# Abu Schweden



## njoy1976 (7. Mai 2005)

Hallo!

Ich bin leidenschaftlicher Abu Fan. Insbesondere haben es mir die alten Cardinal Rollen und die Kapselrollen angetan.

Nun zu meiner Frage:

Da ich nächstes Jahr gerne nach Schweden fahren möchte, wollte ich mal nachfragen, ob man seine alten Rollen dort noch überholen lassen kann.
Gibt es diese Möglichkeit noch???

Gruß

Njoy


----------



## nordman (7. Mai 2005)

*AW: Abu Schweden*

hallo kollege! ich bin auch ein echter abu-fan. was für rollen willst du denn überholen lassen? ich habe bislang an keiner einzigen meiner abu stationärrollen (3 mal cardinall 44, 1 mal cardinal 33 und 3 mal cardinal 55) jemals irgendwelche verschleißerscheinungen gehabt. und das, obwohl alle rollen reichlich gebraucht sind und werden.

allerdings öffne ich jede rolle einmal im jahr, um sie neu zu fetten und zu reinigen.


----------



## Uwe_H (8. Mai 2005)

Auflistung |
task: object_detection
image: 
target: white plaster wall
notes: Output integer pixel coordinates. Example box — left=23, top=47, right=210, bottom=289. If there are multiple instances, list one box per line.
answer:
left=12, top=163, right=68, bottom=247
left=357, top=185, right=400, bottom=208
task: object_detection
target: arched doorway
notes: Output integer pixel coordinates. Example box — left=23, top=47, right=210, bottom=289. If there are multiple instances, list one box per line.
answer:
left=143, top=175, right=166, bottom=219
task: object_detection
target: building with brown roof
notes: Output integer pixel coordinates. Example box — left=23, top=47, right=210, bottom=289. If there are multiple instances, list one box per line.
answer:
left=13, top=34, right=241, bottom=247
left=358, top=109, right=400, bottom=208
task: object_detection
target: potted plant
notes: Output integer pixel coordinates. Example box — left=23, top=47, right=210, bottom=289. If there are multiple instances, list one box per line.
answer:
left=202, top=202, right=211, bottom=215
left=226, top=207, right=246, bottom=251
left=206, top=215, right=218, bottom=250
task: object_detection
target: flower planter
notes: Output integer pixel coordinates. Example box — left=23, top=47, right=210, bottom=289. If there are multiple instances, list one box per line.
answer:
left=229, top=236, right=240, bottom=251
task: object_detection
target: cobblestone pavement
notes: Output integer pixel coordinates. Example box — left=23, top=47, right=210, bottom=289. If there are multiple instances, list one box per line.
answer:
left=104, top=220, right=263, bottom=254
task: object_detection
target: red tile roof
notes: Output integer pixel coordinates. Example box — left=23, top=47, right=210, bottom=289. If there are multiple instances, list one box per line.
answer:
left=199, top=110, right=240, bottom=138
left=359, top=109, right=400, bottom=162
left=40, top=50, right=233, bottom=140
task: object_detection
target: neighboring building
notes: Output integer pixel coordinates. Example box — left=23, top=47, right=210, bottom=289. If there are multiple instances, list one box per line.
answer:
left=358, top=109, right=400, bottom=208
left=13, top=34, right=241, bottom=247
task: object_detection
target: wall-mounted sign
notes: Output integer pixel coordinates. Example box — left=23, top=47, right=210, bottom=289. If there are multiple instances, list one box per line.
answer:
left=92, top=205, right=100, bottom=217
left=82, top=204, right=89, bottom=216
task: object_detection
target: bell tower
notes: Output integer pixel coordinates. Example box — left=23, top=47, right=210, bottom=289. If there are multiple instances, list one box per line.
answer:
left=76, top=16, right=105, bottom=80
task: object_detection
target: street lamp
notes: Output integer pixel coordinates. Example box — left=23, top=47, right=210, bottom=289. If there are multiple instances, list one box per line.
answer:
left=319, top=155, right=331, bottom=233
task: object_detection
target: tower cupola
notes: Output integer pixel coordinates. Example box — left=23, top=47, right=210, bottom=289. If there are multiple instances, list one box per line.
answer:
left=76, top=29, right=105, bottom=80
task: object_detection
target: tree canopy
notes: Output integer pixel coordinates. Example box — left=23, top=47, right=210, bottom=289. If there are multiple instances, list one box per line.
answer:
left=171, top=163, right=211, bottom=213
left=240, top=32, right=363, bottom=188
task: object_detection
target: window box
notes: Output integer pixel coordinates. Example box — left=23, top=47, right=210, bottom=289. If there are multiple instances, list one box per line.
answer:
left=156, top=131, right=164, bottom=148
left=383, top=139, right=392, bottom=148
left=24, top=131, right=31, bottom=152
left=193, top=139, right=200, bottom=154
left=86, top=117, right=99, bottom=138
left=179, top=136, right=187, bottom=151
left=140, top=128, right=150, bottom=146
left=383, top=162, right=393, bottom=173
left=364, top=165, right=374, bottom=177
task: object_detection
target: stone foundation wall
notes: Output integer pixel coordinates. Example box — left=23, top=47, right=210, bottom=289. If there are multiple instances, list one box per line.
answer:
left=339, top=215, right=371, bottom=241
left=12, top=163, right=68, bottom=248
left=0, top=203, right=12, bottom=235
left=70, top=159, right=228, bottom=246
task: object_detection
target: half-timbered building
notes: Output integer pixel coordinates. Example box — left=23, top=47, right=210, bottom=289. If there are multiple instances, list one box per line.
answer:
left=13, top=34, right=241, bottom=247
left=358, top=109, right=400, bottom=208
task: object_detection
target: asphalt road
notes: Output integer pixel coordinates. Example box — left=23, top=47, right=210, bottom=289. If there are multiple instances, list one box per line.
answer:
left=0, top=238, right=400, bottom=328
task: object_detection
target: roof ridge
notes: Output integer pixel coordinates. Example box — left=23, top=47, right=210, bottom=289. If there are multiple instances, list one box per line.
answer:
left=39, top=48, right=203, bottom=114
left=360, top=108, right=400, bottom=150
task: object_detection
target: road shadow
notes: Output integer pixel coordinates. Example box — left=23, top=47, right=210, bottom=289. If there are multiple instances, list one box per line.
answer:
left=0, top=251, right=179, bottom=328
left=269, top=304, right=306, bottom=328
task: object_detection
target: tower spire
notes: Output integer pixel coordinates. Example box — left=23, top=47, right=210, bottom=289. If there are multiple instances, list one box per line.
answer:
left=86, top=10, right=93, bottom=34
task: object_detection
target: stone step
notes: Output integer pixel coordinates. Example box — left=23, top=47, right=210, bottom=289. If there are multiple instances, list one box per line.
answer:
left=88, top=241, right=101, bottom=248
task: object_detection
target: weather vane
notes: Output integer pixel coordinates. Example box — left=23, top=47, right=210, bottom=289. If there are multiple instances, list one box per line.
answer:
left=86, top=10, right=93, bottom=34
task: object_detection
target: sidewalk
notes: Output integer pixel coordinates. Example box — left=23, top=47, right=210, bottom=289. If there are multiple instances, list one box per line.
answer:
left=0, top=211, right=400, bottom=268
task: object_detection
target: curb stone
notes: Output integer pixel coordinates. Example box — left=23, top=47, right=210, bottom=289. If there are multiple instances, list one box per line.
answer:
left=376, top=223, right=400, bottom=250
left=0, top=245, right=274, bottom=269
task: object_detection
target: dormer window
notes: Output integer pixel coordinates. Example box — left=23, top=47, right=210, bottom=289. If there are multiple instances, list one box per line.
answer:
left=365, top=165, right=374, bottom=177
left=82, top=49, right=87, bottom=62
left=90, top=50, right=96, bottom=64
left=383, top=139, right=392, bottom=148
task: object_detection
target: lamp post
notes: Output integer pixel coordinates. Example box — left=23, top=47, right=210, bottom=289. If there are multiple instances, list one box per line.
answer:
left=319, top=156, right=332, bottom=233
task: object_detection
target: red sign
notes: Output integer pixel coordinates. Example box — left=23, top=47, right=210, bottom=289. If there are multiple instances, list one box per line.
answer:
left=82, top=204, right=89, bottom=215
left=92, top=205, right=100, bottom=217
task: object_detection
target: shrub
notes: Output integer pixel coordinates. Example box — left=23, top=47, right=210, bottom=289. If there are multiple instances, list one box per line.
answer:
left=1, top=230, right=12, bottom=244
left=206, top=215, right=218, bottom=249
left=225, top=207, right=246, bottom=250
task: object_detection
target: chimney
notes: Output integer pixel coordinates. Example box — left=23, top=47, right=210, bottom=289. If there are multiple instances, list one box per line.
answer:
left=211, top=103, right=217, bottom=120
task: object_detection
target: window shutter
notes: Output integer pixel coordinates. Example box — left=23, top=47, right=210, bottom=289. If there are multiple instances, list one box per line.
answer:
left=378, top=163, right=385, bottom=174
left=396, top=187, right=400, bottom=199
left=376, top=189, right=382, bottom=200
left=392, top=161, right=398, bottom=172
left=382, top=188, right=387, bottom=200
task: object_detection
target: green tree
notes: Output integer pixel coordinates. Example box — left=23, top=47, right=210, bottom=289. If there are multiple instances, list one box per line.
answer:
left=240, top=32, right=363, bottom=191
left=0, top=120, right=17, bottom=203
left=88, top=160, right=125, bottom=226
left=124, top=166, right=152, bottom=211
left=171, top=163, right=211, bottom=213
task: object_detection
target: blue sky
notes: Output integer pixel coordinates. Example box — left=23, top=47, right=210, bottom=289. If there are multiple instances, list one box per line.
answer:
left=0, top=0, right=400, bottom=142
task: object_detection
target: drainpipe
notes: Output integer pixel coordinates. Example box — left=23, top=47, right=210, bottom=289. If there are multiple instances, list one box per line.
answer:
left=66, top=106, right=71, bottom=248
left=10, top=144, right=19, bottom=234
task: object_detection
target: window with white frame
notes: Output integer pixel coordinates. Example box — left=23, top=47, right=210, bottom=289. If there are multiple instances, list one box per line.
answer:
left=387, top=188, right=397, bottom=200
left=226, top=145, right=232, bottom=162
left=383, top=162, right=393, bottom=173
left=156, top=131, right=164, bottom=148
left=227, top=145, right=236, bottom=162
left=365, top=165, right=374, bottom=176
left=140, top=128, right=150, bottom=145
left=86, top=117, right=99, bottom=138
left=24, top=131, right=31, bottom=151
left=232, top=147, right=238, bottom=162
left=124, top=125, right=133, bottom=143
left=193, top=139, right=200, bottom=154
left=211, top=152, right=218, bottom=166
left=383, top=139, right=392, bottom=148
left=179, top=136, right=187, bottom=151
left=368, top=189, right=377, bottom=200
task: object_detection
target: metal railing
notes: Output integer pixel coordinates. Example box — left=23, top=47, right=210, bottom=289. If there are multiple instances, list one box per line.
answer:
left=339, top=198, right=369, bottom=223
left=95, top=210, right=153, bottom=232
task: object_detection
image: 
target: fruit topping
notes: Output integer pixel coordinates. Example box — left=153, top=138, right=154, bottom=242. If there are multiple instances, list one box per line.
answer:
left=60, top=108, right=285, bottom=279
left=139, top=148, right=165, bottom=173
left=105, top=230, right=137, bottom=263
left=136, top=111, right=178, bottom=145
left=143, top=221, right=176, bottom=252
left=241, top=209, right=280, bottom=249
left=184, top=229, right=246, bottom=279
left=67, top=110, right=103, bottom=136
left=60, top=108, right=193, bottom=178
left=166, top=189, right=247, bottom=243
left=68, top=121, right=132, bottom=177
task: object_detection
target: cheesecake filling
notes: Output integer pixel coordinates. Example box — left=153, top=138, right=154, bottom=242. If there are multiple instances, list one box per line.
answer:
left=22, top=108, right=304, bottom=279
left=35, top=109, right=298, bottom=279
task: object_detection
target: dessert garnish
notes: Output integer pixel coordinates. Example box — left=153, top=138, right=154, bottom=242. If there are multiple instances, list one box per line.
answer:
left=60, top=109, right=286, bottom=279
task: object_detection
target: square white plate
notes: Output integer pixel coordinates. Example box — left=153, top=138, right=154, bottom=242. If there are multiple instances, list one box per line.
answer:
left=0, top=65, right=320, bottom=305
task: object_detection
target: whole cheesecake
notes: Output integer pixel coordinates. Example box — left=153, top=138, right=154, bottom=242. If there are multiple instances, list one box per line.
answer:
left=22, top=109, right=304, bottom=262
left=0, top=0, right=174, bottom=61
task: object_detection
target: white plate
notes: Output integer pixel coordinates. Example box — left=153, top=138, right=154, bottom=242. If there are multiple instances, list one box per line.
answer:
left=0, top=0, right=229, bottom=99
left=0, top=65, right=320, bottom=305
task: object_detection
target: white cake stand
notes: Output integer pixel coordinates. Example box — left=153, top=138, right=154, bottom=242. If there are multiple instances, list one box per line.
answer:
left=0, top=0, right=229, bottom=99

Aufgaben |
1) Gib die Forumsdiskussion über alte Abu-Rollen vollständig und wortgetreu wieder.
2) Ermittle, in wie vielen Zeilen der Einträge die Zeichenfolge „tower“ vorkommt, und nenne nur die Zahl.
Die Forumsdiskussion und die Einträge sind voneinander unabhängiges Material.

Lösungen |
1)
# Abu Schweden



## njoy1976 (7. Mai 2005)

Hallo!

Ich bin leidenschaftlicher Abu Fan. Insbesondere haben es mir die alten Cardinal Rollen und die Kapselrollen angetan.

Nun zu meiner Frage:

Da ich nächstes Jahr gerne nach Schweden fahren möchte, wollte ich mal nachfragen, ob man seine alten Rollen dort noch überholen lassen kann.
Gibt es diese Möglichkeit noch???

Gruß

Njoy


----------



## nordman (7. Mai 2005)

*AW: Abu Schweden*

hallo kollege! ich bin auch ein echter abu-fan. was für rollen willst du denn überholen lassen? ich habe bislang an keiner einzigen meiner abu stationärrollen (3 mal cardinall 44, 1 mal cardinal 33 und 3 mal cardinal 55) jemals irgendwelche verschleißerscheinungen gehabt. und das, obwohl alle rollen reichlich gebraucht sind und werden.

allerdings öffne ich jede rolle einmal im jahr, um sie neu zu fetten und zu reinigen.


----------



## Uwe_H (8. Mai 2005)

2) 3